----- Given records -----

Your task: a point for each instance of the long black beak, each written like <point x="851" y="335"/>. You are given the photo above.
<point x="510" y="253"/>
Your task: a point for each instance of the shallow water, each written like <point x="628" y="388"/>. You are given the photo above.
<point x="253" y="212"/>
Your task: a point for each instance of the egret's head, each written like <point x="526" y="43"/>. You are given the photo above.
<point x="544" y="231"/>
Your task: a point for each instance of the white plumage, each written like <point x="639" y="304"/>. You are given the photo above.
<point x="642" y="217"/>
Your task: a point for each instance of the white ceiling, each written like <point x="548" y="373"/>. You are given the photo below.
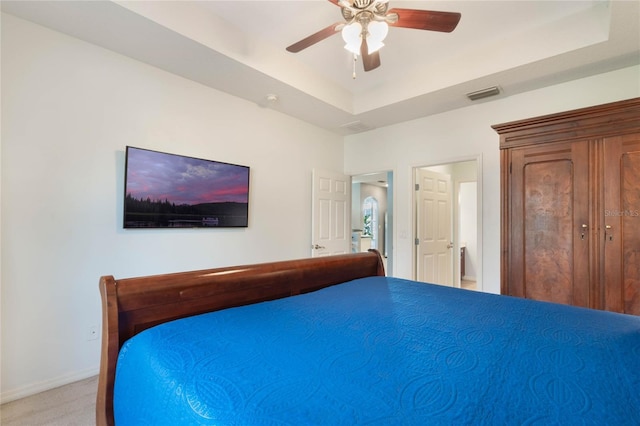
<point x="239" y="47"/>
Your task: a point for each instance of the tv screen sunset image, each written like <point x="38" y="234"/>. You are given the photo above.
<point x="173" y="191"/>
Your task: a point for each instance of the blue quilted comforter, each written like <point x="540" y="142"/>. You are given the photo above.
<point x="385" y="351"/>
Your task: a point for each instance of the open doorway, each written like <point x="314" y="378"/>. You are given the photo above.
<point x="446" y="226"/>
<point x="372" y="215"/>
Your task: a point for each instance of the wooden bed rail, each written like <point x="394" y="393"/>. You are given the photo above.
<point x="132" y="305"/>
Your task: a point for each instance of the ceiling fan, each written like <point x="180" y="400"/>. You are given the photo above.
<point x="366" y="23"/>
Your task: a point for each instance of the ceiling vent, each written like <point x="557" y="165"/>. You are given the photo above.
<point x="356" y="127"/>
<point x="484" y="93"/>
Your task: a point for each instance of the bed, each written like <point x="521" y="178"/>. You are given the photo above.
<point x="332" y="340"/>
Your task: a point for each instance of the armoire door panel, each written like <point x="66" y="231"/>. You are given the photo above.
<point x="596" y="263"/>
<point x="549" y="254"/>
<point x="548" y="243"/>
<point x="621" y="224"/>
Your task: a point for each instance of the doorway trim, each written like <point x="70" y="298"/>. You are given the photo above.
<point x="479" y="211"/>
<point x="389" y="220"/>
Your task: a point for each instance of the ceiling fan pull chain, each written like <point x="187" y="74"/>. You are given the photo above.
<point x="355" y="59"/>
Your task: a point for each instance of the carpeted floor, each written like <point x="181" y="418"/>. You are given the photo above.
<point x="70" y="405"/>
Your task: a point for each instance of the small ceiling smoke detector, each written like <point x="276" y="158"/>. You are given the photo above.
<point x="484" y="93"/>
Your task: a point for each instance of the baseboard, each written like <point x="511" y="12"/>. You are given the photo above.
<point x="46" y="385"/>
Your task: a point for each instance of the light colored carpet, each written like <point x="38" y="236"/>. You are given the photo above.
<point x="70" y="405"/>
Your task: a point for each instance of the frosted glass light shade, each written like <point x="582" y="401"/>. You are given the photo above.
<point x="376" y="33"/>
<point x="351" y="34"/>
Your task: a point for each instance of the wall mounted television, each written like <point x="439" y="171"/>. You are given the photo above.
<point x="165" y="190"/>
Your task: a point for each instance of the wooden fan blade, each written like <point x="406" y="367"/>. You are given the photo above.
<point x="369" y="61"/>
<point x="426" y="20"/>
<point x="314" y="38"/>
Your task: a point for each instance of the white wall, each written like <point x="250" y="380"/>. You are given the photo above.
<point x="466" y="134"/>
<point x="68" y="110"/>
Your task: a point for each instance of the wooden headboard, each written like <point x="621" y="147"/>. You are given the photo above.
<point x="132" y="305"/>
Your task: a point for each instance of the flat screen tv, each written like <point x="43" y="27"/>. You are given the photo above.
<point x="165" y="190"/>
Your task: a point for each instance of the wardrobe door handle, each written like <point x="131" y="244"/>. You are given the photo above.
<point x="584" y="229"/>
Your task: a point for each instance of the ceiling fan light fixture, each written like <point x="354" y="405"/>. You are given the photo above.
<point x="376" y="33"/>
<point x="351" y="34"/>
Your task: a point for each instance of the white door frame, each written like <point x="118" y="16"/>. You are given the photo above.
<point x="479" y="256"/>
<point x="331" y="213"/>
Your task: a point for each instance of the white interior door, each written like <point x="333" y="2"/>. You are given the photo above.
<point x="434" y="240"/>
<point x="331" y="213"/>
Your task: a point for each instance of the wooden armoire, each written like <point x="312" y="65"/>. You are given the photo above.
<point x="570" y="194"/>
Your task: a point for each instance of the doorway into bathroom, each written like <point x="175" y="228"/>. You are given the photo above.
<point x="372" y="215"/>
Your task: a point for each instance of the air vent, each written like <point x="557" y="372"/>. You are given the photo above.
<point x="484" y="93"/>
<point x="356" y="126"/>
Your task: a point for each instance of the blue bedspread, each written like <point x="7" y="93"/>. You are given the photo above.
<point x="385" y="351"/>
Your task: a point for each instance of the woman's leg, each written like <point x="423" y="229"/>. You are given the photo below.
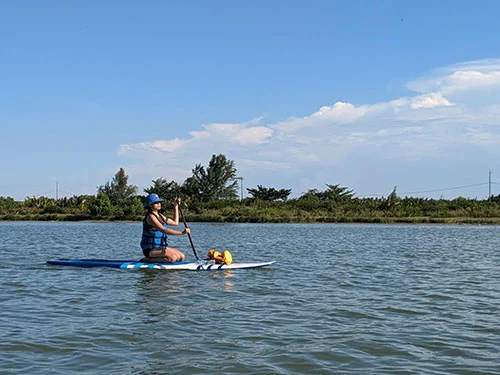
<point x="171" y="254"/>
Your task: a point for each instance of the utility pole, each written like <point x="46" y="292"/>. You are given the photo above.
<point x="489" y="187"/>
<point x="241" y="186"/>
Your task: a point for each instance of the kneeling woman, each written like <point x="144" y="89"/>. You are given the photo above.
<point x="155" y="230"/>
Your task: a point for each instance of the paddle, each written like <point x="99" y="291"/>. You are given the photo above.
<point x="189" y="234"/>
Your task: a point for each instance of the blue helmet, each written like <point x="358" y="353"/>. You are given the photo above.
<point x="152" y="198"/>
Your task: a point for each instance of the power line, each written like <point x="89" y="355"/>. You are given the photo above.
<point x="445" y="189"/>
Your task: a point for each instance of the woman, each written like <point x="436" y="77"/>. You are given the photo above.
<point x="155" y="229"/>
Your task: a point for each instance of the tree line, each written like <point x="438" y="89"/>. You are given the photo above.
<point x="211" y="194"/>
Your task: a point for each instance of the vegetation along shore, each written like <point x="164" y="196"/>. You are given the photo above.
<point x="211" y="195"/>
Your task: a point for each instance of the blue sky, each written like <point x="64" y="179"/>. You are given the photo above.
<point x="365" y="94"/>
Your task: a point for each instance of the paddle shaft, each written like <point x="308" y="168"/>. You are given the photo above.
<point x="189" y="234"/>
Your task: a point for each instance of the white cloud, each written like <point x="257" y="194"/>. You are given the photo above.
<point x="453" y="115"/>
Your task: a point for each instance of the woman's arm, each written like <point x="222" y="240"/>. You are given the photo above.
<point x="175" y="220"/>
<point x="153" y="220"/>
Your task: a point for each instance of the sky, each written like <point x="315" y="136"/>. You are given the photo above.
<point x="299" y="94"/>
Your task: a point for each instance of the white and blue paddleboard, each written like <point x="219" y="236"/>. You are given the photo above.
<point x="204" y="265"/>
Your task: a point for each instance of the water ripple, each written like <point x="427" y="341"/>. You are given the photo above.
<point x="342" y="299"/>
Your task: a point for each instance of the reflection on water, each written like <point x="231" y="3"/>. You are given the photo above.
<point x="342" y="299"/>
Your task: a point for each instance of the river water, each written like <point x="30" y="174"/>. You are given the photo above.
<point x="341" y="299"/>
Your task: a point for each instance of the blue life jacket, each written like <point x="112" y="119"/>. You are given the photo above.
<point x="152" y="238"/>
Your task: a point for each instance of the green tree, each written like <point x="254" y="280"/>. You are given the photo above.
<point x="269" y="194"/>
<point x="118" y="190"/>
<point x="100" y="206"/>
<point x="334" y="193"/>
<point x="212" y="183"/>
<point x="166" y="190"/>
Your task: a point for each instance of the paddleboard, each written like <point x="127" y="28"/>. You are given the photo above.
<point x="204" y="265"/>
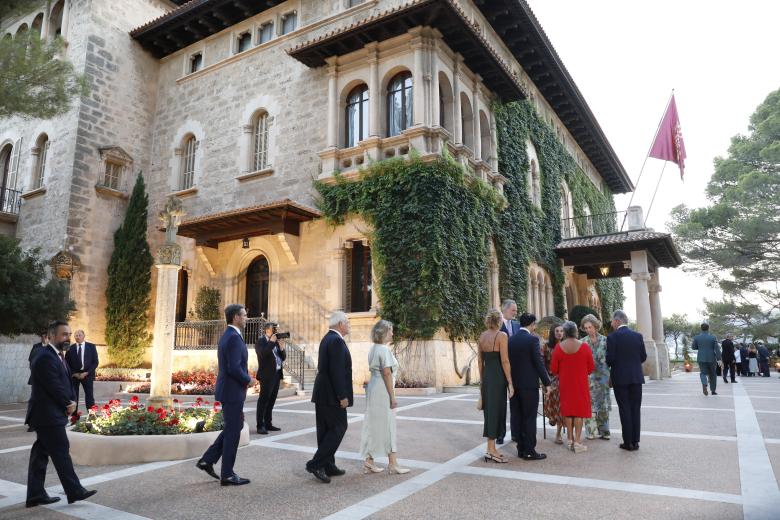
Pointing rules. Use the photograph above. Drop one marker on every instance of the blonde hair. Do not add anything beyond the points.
(493, 319)
(380, 331)
(589, 318)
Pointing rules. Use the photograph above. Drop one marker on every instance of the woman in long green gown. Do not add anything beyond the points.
(496, 378)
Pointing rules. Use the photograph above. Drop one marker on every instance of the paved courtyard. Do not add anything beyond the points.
(715, 457)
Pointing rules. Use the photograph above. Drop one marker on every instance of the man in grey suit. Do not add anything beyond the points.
(708, 357)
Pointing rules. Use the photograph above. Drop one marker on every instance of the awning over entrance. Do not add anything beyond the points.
(609, 256)
(283, 216)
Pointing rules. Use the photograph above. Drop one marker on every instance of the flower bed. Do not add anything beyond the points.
(116, 434)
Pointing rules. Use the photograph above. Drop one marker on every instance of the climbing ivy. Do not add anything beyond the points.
(432, 224)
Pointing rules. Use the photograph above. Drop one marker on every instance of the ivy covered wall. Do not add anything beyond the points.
(432, 224)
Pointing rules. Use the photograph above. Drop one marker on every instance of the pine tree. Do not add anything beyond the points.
(130, 284)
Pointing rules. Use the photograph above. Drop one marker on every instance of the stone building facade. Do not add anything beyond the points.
(236, 107)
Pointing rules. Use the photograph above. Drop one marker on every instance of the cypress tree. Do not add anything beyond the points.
(130, 284)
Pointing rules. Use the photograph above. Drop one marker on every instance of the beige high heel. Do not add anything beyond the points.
(369, 467)
(397, 470)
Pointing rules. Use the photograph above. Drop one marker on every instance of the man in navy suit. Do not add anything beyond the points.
(508, 326)
(525, 359)
(625, 355)
(51, 402)
(232, 382)
(332, 394)
(83, 361)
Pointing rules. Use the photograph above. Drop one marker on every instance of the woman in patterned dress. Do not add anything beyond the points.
(598, 424)
(552, 409)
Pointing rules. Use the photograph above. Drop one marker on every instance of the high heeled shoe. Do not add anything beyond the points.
(369, 467)
(397, 470)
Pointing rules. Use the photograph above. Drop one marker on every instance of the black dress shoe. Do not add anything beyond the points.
(207, 467)
(83, 496)
(334, 471)
(233, 480)
(41, 501)
(320, 474)
(534, 456)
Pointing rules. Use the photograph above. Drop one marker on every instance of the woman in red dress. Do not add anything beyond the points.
(572, 361)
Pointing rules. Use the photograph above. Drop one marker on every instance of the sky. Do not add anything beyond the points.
(722, 58)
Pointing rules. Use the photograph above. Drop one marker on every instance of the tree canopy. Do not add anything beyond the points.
(736, 238)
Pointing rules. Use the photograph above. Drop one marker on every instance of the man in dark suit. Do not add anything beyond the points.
(232, 382)
(508, 326)
(525, 359)
(625, 355)
(332, 394)
(51, 402)
(83, 361)
(729, 361)
(270, 357)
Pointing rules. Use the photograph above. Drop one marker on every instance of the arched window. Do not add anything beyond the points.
(257, 284)
(187, 174)
(260, 141)
(466, 121)
(356, 116)
(446, 105)
(399, 103)
(39, 166)
(484, 129)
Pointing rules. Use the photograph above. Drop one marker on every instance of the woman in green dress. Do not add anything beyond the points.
(496, 378)
(601, 404)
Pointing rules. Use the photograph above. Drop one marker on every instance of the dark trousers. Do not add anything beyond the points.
(629, 399)
(89, 397)
(226, 445)
(732, 366)
(331, 427)
(269, 389)
(52, 442)
(524, 407)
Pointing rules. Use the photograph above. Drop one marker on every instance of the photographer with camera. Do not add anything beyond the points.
(270, 358)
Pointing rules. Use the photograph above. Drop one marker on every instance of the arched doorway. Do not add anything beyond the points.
(257, 281)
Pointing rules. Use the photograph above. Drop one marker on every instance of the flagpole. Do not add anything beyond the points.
(647, 156)
(647, 215)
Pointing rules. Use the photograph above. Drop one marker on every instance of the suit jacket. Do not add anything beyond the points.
(52, 390)
(707, 345)
(727, 348)
(334, 371)
(625, 355)
(266, 362)
(525, 360)
(515, 328)
(90, 360)
(233, 376)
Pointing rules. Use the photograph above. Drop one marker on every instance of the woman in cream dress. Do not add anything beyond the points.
(378, 438)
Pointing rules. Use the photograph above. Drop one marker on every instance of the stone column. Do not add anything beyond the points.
(168, 265)
(333, 104)
(641, 276)
(374, 96)
(658, 325)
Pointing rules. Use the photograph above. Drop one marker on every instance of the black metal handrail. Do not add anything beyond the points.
(590, 225)
(204, 335)
(10, 201)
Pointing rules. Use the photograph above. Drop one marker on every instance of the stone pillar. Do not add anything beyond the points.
(168, 265)
(641, 276)
(333, 104)
(658, 325)
(374, 96)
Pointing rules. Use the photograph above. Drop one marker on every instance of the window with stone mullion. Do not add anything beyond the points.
(261, 143)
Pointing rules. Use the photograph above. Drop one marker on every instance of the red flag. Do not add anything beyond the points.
(668, 143)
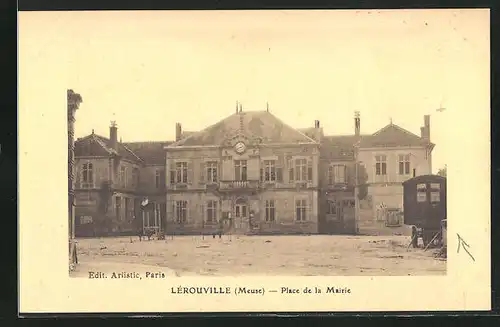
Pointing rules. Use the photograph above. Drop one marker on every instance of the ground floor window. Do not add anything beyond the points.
(211, 211)
(181, 211)
(301, 210)
(270, 211)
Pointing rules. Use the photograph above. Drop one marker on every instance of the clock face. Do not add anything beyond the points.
(240, 147)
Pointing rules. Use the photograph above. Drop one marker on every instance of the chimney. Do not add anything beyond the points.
(318, 131)
(178, 131)
(113, 135)
(357, 123)
(427, 125)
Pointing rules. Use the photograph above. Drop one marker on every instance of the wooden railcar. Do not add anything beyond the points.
(424, 201)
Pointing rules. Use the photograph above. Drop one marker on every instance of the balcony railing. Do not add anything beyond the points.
(238, 185)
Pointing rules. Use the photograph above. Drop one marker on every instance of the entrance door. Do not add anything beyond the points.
(240, 213)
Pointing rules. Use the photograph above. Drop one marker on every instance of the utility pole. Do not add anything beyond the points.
(73, 103)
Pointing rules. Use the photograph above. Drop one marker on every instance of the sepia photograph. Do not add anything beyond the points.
(265, 144)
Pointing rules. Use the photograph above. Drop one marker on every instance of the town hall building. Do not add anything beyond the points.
(249, 173)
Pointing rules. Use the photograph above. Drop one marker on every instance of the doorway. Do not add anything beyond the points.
(240, 212)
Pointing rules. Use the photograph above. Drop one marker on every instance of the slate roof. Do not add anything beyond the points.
(392, 135)
(152, 153)
(96, 145)
(253, 124)
(341, 147)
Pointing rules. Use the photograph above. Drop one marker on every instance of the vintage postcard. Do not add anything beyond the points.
(257, 161)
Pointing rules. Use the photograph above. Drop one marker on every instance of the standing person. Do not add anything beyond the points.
(220, 228)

-----

**What you have to do**
Copy, without any change, the lines from the one containing "person. Do not add anything beyond the points." through the end of the material, including both.

**Problem solution**
Pointing rules. Use the photograph above. Drop one marker on every instance of the standing person. Do not add anything beyond the points.
(220, 228)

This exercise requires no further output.